[Image-grounded pointing data]

-=-=-

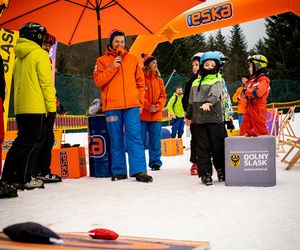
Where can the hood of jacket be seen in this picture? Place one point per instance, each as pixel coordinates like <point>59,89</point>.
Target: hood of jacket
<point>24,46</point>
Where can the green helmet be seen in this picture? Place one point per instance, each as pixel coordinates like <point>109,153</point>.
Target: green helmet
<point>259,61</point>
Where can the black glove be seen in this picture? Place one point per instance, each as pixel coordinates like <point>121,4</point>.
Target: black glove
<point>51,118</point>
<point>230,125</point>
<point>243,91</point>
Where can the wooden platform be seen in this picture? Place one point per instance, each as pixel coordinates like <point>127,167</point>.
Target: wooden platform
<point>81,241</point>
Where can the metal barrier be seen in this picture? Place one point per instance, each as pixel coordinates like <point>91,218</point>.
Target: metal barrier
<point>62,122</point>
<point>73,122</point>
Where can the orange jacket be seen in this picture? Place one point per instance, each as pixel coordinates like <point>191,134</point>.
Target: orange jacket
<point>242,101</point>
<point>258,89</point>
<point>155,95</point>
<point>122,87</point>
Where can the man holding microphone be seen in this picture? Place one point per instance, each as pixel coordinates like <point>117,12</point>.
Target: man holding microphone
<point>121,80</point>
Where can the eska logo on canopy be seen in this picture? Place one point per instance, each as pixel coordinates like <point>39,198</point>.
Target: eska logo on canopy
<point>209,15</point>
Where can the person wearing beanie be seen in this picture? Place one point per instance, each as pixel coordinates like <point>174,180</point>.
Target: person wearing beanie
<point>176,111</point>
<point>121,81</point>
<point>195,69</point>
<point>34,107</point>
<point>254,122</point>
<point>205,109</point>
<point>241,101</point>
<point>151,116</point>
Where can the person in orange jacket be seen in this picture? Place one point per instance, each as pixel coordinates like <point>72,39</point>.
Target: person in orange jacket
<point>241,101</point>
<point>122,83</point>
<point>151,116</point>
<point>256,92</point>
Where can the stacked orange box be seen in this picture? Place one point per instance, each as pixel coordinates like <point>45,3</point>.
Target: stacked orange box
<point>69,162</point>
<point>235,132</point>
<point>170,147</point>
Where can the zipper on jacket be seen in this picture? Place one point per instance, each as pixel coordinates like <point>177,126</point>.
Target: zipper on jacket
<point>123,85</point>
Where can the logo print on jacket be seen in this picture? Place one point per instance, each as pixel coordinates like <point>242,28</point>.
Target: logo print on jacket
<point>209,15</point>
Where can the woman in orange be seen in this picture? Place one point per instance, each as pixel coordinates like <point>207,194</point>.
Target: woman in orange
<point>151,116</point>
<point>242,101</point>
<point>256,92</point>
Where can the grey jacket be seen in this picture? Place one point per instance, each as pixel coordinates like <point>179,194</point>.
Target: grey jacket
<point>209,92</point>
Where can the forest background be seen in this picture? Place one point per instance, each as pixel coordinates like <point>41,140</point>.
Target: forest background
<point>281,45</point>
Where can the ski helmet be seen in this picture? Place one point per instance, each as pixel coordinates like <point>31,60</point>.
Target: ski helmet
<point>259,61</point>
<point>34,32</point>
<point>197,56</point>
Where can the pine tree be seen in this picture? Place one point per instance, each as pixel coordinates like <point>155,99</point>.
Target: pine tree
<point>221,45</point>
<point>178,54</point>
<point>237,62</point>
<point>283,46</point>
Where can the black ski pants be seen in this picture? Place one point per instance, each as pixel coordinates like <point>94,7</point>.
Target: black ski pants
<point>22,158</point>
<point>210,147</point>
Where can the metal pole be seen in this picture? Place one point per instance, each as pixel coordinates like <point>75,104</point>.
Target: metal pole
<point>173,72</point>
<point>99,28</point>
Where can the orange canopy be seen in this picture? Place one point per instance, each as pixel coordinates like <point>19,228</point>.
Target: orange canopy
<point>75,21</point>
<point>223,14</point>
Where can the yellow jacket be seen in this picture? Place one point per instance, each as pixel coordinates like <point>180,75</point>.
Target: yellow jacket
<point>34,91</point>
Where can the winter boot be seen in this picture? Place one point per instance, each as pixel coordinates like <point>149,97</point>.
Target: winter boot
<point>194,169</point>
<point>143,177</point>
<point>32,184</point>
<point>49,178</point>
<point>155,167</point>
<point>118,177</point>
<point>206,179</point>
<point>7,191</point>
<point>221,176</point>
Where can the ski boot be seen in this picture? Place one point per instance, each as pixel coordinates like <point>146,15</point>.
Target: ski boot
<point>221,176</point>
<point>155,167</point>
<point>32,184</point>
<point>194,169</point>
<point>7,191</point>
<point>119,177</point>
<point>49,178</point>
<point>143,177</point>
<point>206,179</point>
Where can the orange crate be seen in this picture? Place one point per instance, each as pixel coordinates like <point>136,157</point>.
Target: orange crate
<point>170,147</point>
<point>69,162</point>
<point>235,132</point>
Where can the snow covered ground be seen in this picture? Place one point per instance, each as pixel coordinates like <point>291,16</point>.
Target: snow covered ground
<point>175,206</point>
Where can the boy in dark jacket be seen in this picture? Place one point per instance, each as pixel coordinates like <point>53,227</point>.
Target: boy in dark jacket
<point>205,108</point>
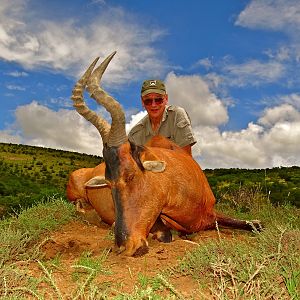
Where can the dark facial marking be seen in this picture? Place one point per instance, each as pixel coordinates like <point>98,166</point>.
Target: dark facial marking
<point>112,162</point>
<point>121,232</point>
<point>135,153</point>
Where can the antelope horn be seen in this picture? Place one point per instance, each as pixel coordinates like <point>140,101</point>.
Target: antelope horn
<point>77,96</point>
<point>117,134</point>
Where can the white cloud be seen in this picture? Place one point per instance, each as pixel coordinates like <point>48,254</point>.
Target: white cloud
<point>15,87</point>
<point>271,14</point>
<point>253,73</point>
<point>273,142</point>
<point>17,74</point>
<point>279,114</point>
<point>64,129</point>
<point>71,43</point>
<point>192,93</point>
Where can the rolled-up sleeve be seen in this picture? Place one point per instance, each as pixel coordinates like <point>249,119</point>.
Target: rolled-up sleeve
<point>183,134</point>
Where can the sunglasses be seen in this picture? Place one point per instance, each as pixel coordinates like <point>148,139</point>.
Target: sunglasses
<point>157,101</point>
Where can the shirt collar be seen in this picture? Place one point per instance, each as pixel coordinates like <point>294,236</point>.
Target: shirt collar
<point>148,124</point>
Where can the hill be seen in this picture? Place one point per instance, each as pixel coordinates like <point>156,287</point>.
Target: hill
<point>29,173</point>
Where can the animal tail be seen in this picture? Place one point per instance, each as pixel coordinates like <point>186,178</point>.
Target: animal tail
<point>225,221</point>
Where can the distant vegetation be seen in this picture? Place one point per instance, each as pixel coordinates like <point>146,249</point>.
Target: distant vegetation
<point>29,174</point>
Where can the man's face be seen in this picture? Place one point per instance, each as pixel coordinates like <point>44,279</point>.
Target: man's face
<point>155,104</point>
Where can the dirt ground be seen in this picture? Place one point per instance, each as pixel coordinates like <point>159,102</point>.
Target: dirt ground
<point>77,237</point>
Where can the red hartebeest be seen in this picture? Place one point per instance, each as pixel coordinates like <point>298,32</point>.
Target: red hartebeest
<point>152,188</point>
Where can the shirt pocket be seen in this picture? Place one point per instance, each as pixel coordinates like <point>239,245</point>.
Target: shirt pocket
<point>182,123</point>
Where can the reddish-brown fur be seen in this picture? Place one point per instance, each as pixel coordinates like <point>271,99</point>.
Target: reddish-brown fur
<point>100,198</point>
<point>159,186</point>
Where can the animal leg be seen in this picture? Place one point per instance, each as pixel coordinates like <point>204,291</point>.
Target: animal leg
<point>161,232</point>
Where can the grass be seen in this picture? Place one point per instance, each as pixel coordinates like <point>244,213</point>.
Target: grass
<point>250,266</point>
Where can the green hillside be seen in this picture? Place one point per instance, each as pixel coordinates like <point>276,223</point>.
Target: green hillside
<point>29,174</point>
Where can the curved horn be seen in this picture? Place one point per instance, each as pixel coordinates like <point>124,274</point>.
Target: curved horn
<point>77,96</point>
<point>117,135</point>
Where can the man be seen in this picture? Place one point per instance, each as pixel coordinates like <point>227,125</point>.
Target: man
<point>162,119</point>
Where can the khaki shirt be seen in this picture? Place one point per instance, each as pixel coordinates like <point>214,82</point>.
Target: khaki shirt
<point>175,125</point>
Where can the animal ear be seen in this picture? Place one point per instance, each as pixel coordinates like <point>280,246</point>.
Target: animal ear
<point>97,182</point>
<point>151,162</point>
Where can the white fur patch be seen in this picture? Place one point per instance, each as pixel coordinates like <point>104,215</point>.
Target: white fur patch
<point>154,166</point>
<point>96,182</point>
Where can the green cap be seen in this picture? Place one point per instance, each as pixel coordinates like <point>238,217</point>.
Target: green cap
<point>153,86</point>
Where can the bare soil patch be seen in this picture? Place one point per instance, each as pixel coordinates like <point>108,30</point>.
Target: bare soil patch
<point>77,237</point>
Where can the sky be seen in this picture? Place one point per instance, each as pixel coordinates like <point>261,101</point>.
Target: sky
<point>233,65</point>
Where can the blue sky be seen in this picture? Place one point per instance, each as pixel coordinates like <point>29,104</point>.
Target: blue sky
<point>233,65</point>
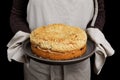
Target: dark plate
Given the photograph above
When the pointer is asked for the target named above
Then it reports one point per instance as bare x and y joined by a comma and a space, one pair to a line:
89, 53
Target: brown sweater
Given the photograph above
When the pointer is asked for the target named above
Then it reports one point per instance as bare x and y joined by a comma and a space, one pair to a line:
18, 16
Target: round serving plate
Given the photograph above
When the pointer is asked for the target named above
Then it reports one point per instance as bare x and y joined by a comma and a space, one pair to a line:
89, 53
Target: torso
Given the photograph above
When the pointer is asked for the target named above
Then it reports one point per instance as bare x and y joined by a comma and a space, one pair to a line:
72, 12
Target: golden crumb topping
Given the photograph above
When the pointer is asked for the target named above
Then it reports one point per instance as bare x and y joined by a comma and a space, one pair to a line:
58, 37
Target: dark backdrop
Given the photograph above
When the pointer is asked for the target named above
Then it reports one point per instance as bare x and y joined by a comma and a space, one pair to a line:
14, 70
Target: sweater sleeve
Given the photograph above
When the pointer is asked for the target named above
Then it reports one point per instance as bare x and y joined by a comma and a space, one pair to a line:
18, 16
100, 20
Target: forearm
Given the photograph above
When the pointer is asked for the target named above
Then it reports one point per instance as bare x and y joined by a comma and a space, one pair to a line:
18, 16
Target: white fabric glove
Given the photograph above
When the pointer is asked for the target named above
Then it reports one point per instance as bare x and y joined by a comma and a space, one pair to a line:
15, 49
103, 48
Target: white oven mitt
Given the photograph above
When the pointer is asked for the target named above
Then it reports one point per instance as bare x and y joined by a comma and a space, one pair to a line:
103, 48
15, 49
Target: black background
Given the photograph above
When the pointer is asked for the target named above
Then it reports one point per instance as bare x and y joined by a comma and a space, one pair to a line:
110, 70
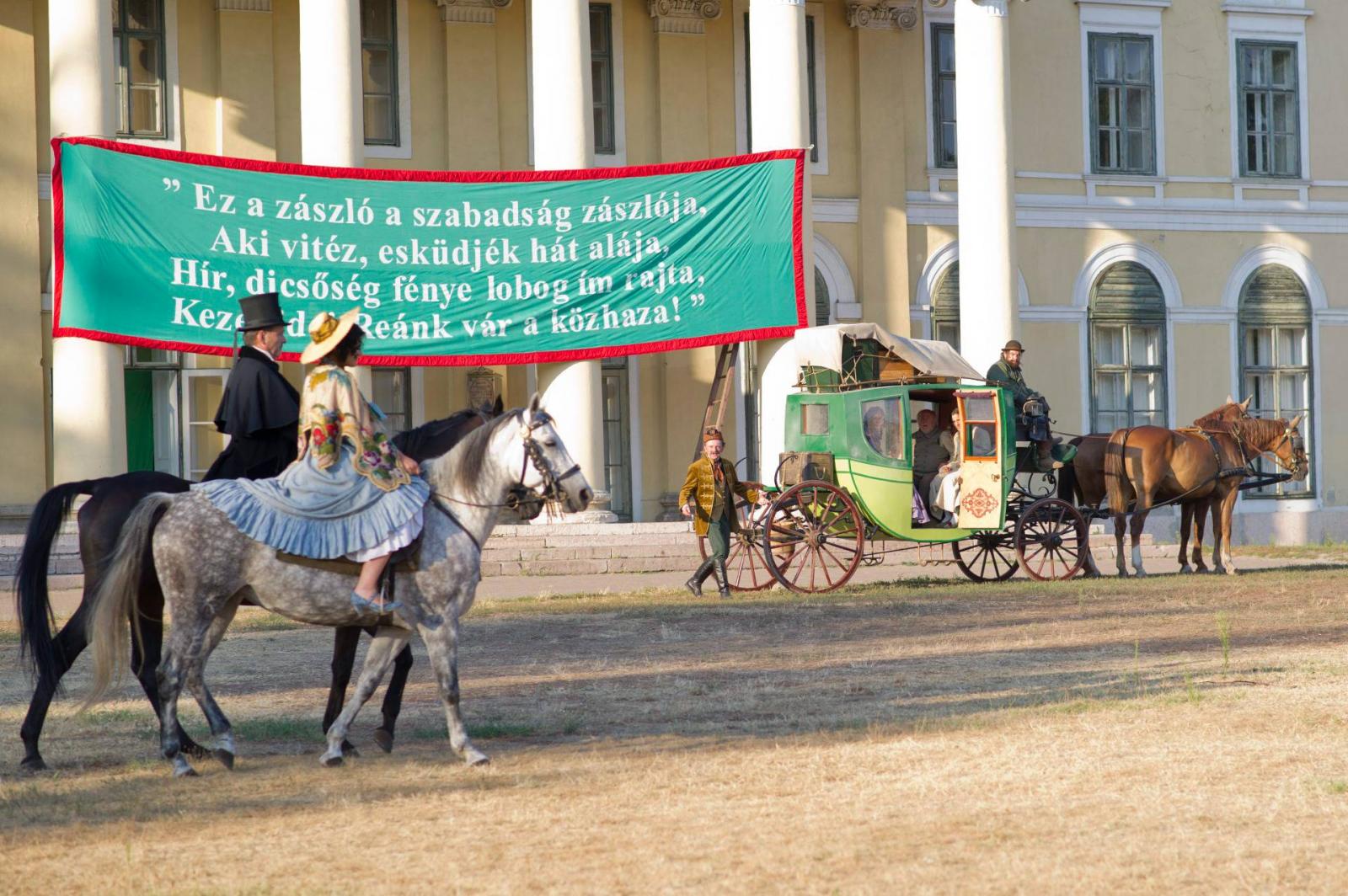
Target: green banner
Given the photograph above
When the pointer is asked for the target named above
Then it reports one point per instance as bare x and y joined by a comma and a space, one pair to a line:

-=-=-

Problem to solve. Give back the records above exactly, limited to the lines between the one holding "Where can the man holding" and the one holding "Where can the grey", inclusive.

Reply to the task.
Where can the man holding microphone be seen in this picture? Place one point per instance, each as pixel coordinates like <point>117,12</point>.
Target: man holding microphone
<point>121,80</point>
Where can the eska logo on canopy be seen in this picture? Place one point per instance, each as pixel coordinates like <point>39,198</point>.
Target: eska logo on canopy
<point>209,15</point>
Where can the person wearing beanie be seen in this picture? Place one point per instance, each as pixel coordinates like <point>174,180</point>.
Target: person wearing beanie
<point>176,111</point>
<point>121,81</point>
<point>195,69</point>
<point>34,107</point>
<point>254,122</point>
<point>205,109</point>
<point>241,101</point>
<point>151,116</point>
Where can the person in orange jacket be seen in this picture? Place one point per instance, each as pixel coordinates like <point>72,39</point>.
Target: person in orange jacket
<point>241,101</point>
<point>122,83</point>
<point>151,116</point>
<point>256,92</point>
Where can the stacked orange box be seen in this picture? Place one point per instance, each as pixel coordinates like <point>45,3</point>.
Target: stacked orange box
<point>69,162</point>
<point>235,132</point>
<point>170,147</point>
Where can the zipper on jacket be seen in this picture? Place one point per instance, each as pixel coordinates like <point>177,126</point>.
Target: zipper on jacket
<point>123,85</point>
Where can the logo print on jacket be seen in this picture? Place one point per instance, each as pixel coordinates like <point>242,28</point>.
Target: logo print on jacket
<point>209,15</point>
Where can the woman in orange be seen in this picture? Place one point per instance, each as pixel coordinates like <point>207,194</point>.
Target: woman in orange
<point>151,116</point>
<point>242,101</point>
<point>256,92</point>
Where can the grey jacket be seen in this picture? Place one point per instance, each as pixel coordinates like <point>179,194</point>.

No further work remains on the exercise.